- Opening Delimiter -
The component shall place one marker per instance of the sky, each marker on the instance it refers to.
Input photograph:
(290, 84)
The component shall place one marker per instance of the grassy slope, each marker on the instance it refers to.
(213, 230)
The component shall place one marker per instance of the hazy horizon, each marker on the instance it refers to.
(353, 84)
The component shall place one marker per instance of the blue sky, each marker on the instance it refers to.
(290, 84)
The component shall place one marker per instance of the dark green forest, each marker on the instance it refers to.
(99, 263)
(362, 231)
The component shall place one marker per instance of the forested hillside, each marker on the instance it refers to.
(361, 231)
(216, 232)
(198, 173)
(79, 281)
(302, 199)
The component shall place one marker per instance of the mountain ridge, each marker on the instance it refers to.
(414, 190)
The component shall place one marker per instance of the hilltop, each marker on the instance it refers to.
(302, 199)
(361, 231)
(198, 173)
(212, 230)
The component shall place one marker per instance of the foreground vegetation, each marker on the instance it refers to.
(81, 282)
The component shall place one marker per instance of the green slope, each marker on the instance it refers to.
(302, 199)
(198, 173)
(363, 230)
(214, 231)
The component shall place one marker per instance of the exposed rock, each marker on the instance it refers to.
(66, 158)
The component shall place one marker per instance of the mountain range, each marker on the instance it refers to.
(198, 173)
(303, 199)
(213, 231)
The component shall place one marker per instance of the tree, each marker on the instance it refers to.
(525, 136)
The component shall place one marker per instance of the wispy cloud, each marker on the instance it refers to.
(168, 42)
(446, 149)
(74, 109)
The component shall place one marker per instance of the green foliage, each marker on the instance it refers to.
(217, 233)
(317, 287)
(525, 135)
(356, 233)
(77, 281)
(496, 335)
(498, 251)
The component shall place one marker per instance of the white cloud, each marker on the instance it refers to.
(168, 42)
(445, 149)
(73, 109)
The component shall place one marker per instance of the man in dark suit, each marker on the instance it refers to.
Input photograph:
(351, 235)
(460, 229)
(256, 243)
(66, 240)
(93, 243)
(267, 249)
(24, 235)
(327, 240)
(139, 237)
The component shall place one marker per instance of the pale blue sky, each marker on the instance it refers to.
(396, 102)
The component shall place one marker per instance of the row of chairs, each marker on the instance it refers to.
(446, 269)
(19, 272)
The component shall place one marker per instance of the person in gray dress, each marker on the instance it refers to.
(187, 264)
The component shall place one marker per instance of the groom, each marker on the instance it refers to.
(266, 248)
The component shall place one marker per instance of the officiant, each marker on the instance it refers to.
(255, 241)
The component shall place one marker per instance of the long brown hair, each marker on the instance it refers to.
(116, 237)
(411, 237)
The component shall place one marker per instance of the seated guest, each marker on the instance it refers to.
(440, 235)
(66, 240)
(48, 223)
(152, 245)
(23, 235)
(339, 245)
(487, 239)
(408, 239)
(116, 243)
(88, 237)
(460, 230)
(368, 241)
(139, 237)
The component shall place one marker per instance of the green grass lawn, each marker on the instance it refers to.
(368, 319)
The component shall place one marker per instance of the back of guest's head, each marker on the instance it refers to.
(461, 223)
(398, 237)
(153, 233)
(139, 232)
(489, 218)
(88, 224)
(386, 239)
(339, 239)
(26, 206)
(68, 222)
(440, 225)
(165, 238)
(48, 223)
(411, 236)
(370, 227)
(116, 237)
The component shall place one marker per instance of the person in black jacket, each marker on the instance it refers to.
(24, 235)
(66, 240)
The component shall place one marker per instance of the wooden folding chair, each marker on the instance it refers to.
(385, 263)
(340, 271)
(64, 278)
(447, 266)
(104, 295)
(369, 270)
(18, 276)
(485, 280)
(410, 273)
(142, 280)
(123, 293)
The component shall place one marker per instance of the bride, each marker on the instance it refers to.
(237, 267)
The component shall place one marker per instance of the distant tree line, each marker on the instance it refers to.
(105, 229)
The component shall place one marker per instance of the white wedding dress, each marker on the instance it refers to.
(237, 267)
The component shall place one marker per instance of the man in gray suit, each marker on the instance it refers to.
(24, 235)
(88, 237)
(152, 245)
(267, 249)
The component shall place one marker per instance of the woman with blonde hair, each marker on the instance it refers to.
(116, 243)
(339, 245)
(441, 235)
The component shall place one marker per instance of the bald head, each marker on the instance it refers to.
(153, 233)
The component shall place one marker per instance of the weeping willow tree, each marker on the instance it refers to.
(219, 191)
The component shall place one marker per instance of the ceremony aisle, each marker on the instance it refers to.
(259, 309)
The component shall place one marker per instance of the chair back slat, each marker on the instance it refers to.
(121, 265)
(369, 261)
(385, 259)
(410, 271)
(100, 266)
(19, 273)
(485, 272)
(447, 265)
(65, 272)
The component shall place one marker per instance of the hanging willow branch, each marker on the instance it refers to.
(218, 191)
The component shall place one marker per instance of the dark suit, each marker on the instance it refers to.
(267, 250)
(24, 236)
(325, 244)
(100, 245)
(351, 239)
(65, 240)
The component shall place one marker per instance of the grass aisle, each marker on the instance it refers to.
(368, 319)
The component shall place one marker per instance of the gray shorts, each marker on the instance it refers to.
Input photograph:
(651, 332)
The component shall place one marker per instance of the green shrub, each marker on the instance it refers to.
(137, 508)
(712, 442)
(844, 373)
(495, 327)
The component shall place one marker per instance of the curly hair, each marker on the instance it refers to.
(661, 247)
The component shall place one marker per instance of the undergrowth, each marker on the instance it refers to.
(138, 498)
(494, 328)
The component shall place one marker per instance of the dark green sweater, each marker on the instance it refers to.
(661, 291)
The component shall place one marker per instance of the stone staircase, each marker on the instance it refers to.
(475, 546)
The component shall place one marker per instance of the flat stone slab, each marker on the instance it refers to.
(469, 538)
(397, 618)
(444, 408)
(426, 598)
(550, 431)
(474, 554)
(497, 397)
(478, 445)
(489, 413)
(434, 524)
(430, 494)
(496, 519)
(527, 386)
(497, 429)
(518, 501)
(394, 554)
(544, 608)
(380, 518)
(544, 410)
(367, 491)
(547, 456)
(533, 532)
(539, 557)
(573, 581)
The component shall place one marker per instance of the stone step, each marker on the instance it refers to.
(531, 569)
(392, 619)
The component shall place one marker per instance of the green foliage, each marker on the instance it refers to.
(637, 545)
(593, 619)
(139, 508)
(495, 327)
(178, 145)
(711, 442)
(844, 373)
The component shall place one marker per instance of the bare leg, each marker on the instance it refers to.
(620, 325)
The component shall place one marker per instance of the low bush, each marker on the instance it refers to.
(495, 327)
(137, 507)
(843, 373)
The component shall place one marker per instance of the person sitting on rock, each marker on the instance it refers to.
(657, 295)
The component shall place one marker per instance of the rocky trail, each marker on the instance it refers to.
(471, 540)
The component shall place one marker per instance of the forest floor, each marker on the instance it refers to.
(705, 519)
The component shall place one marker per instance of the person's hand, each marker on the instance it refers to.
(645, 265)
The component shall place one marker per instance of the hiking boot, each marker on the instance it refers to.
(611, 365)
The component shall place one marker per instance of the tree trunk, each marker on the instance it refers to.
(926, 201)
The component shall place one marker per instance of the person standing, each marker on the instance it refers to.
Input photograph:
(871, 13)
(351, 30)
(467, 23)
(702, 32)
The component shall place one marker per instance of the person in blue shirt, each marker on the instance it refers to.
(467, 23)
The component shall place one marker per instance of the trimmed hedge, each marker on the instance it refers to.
- Closing Delimiter -
**Goal of the exercise**.
What you return should be the records above, repeated exactly.

**Answer space**.
The component shall place one marker per instance of the sky, each marker on the instance it refers to.
Input photograph:
(290, 84)
The component shall place one marker per instance of the grassy slope, each marker on the instance it refers to.
(213, 230)
The component shall place one marker per instance of the hazy horizon, each marker on the instance it refers to.
(353, 84)
The component shall place one marker per instance of the blue sky, each marker on the instance it refers to.
(290, 84)
The component shall place one marker per instance of the dark green forest, each marker on the instance it refers to.
(99, 263)
(362, 231)
The component shall place one marker per instance of the forested hillside, each marker on the instance it refers to.
(361, 231)
(216, 232)
(198, 173)
(79, 281)
(302, 199)
The component shall place one marker per instance of the mountain ridge, each marker on the instance it refers to.
(414, 190)
The component shall place one marker per instance of the hilltop, each marker on the instance it refers to.
(302, 199)
(361, 231)
(198, 173)
(212, 230)
The component shall place one marker per instance of the foreground vegetation, each marker on the instance it refers to.
(81, 282)
The component shall place one marker per instance of the green slope, each marker on the instance it refers to.
(302, 199)
(198, 173)
(363, 230)
(214, 231)
The component shall place one marker per instance of the exposed rock, each marker on the instance it refers to.
(66, 158)
The component shall place one marker per instance of the mountain range, each marker on the instance it refers to.
(198, 173)
(303, 199)
(213, 231)
The component shall place one marker per instance of the tree, each marker on the instance it refers to.
(525, 136)
The component shall place one marker per instance of the wispy cloud, each marker on the instance it refers to.
(168, 42)
(446, 149)
(74, 109)
The component shall place one marker per instance of the green foliage, each marker on the instance it refers to.
(217, 233)
(317, 287)
(525, 135)
(356, 233)
(77, 281)
(496, 335)
(498, 251)
The component shall place one marker per instance of the white cloud, each marker on the instance it refers to.
(168, 42)
(445, 149)
(73, 109)
The component shall place one marker per instance of the man in dark suit, each marker on the instance it refers to.
Input photograph:
(351, 235)
(460, 229)
(256, 243)
(66, 240)
(93, 243)
(267, 249)
(24, 235)
(327, 240)
(139, 237)
The component shall place one marker per instance of the pale blue sky, each marker on the instance it refers to.
(396, 102)
The component shall place one marker per instance of the row of chairs, each marker on the instance it refers to.
(446, 269)
(19, 272)
The component shall place one marker per instance of the person in gray dress, each marker on the instance it refers to.
(187, 264)
The component shall place one marker per instance of the groom, each marker on the instance it refers to.
(266, 248)
The component shall place one marker per instance of the officiant, each marker on the instance it refers to.
(255, 241)
The component shall place one marker per instance of the long brown hair, each marker on the instance it refers to.
(116, 237)
(411, 237)
The component shall place one marker per instance of the seated guest, each marker on the instance it refers to.
(440, 235)
(66, 240)
(48, 223)
(152, 245)
(23, 235)
(339, 245)
(487, 239)
(408, 239)
(116, 243)
(88, 237)
(460, 230)
(368, 241)
(139, 237)
The component shall place one marker per instance of the green grass lawn, each marker on the instance it refers to.
(368, 319)
The component shall place one marker per instance of the back of guest's head, each marker on the instance it refers to.
(461, 223)
(398, 237)
(153, 233)
(139, 232)
(489, 218)
(88, 224)
(386, 239)
(339, 239)
(26, 206)
(68, 222)
(440, 225)
(165, 238)
(48, 223)
(411, 236)
(370, 227)
(116, 237)
The component shall place one marker per instance of the person in black jacket, each marker on the instance it refers to.
(24, 235)
(66, 240)
The component shall place one marker per instance of the wooden folding chair, each marker on the instance it refers to.
(385, 263)
(340, 271)
(64, 278)
(447, 266)
(104, 295)
(369, 270)
(18, 276)
(485, 280)
(410, 273)
(142, 280)
(123, 293)
The component shall place one marker per instance of the bride, each marker on the instance it refers to.
(237, 267)
The component shall place one marker per instance of the distant tree line, each marker on the instance it refers to.
(105, 229)
The component shall place one marker per instance of the white wedding dress, each marker on the instance it refers to.
(237, 267)
The component shall place one marker per instance of the man in gray suit, each marker on the instance it refers to.
(24, 235)
(88, 237)
(152, 245)
(267, 249)
The component shall place one marker per instance of the woman with blonde hair, each marker on the instance it refers to.
(116, 243)
(339, 245)
(441, 235)
The component shall place one marker per instance of the bald head, each marker on the instance it refers to.
(153, 233)
The component shall place one marker per instance of the weeping willow tree, each marker on the instance it refers to.
(219, 191)
The component shall place one marker per instance of the ceremony aisle, each marker on the instance it refers to.
(259, 309)
The component shall place one marker per instance of the chair back slat, each marker on the instance it refers to.
(121, 265)
(369, 261)
(385, 259)
(410, 271)
(100, 266)
(19, 273)
(485, 272)
(447, 265)
(65, 272)
The component shall place one marker per instance of the hanging willow branch, each marker on the instance it refers to.
(218, 191)
The component shall place one marker per instance of the dark suit, each marker on the instance it refers to.
(267, 250)
(24, 236)
(325, 244)
(100, 245)
(351, 239)
(65, 240)
The component shall place one marker per instance of the grass aisle, each marker on the instance it refers to.
(368, 319)
The component shall place one marker per instance of the gray shorts, each marker on the instance it refers to.
Input photograph:
(651, 332)
The component shall place one marker per instance of the green shrub, each marker on the instance it refers to.
(137, 508)
(712, 442)
(844, 373)
(495, 327)
The component shall place one marker per instance of the curly hair, each marker on the instance it refers to.
(661, 247)
The component shall place one marker per instance of the undergrowth, each marker on the instance it refers to.
(138, 498)
(494, 328)
The component shall place one marker per instance of the dark green sweater, each marker on the instance it refers to.
(661, 291)
The component shall place one marker per instance of the stone staircase, each marker on the instance it refers to.
(475, 546)
The component shall place one marker per instance of the flat stone slab, each marker on the instance it refers to.
(469, 538)
(397, 618)
(444, 408)
(426, 598)
(550, 431)
(474, 554)
(497, 397)
(478, 445)
(489, 413)
(434, 524)
(430, 494)
(496, 519)
(527, 386)
(497, 429)
(518, 501)
(394, 554)
(544, 608)
(380, 518)
(544, 410)
(367, 491)
(547, 456)
(533, 532)
(539, 557)
(573, 581)
The component shall place one marker per instance of the stone step, each marker on the instance it refers to.
(531, 569)
(392, 619)
The component shall place one marker per instance of the green foliage, each marker on the instance it refers to.
(637, 545)
(593, 619)
(139, 508)
(495, 327)
(178, 145)
(711, 442)
(844, 373)
The component shall place one marker per instance of the bare leg, each marker on the instance it refers to.
(620, 325)
The component shall place one marker per instance of the low bush, each marker on the instance it refers to.
(495, 327)
(137, 507)
(843, 373)
The component shall place one marker per instance of the person sitting on rock, each marker on the instance it refers to.
(657, 295)
The component shall place one marker per instance of the rocky trail, each marker on the instance it refers to.
(471, 540)
The component shall place one marker per instance of the forest floor, each marker on the instance it refers to.
(705, 519)
The component shall place one marker per instance of the person's hand, each marker on the instance it refers to.
(645, 265)
The component shall place one marker per instance of the hiking boot, each marker on the instance it refers to.
(611, 365)
The component shall place one marker per instance of the tree trunk, each marker on the instance it refers to.
(926, 201)
The component shall place one marker per instance of the person standing, each marker on the instance it refers to.
Input photograph:
(871, 13)
(351, 30)
(467, 23)
(702, 32)
The component shall place one marker per instance of the person in blue shirt, each marker on the instance it refers to.
(467, 23)
The component shall place one marker per instance of the trimmed hedge, each marker on the instance it refers to.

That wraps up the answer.